EXERCISE:
When you reach the line in the listing below that contains "logo in this photo.", begin returning lines exactly as written, and stop after the line that contains "bush in this photo.". Return no other lines.

RECORDS SHOWN:

□ □ □ □

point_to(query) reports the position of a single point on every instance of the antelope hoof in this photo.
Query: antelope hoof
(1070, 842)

□ □ □ □

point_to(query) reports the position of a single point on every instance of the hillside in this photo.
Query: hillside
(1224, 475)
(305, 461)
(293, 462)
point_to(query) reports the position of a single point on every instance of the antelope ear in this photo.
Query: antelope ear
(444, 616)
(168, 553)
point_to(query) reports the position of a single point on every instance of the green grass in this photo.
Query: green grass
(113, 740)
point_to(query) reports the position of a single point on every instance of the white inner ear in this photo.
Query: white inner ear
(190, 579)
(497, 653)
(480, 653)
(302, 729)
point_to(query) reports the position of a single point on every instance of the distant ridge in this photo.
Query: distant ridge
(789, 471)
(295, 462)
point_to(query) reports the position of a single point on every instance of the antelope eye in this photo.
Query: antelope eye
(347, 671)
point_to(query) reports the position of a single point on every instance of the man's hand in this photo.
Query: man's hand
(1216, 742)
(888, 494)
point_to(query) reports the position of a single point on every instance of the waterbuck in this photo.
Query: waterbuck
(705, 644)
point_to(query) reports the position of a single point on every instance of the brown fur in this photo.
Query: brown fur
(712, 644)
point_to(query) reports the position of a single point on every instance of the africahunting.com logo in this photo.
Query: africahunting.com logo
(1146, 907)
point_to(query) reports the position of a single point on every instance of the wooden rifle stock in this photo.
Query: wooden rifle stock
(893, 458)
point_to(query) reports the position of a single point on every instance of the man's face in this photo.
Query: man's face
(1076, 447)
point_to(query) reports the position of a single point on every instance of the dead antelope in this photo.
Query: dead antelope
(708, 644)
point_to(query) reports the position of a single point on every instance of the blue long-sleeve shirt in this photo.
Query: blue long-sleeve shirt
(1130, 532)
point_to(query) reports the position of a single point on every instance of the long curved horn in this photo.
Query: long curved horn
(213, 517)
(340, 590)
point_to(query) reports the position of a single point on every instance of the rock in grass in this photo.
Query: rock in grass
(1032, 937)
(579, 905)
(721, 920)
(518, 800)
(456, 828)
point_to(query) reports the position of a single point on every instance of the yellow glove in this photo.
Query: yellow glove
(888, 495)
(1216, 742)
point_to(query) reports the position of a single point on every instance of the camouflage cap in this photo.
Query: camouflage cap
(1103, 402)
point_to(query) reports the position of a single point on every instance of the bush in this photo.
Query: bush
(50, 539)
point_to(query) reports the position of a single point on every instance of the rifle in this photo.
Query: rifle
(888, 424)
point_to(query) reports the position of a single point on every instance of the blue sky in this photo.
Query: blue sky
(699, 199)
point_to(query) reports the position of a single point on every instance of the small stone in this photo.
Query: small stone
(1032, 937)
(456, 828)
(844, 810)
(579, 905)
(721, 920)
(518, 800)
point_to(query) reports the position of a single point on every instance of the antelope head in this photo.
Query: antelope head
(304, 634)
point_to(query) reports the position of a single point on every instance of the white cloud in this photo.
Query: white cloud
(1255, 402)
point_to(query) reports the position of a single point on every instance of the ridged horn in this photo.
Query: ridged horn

□ □ □ □

SOLUTION:
point_to(query) reports the position of a single point on every instance of the africahunting.com logo in this photo.
Query: africahunting.com logo
(1146, 907)
point_to(query) reports the position of a single point on every instance of the wooden rifle stock in this photo.
Query: wooden rifle stock
(893, 458)
point_to(query) reports the position of a single point on every instance of the man's face in this photo.
Query: man's face
(1076, 447)
point_to(query) reports the position of a single point on every instance of the dead antelope in this photo.
Query: dead antelope
(708, 644)
point_to(query) reports the position of a single point on every instance of the blue long-sleeve shirt in this photo.
Query: blue long-sleeve shirt
(1130, 532)
point_to(query) reports the position of a single point on every instance of the long curved horn in this photo.
Query: long curved horn
(213, 517)
(340, 590)
point_to(query) reports the position of a single point on every instance of the rock in grass in this photo.
Query: rock in grass
(1032, 937)
(579, 905)
(721, 920)
(518, 800)
(456, 828)
point_to(query) reports the position of a single point on every instance of the yellow glove in this photo.
Query: yellow glove
(888, 495)
(1216, 742)
point_to(query) reports the position of a single point on every instance of the camouflage cap in this photo.
Query: camouflage cap
(1103, 402)
point_to(query) reports the position of a single point on every instance of the bush in this photo.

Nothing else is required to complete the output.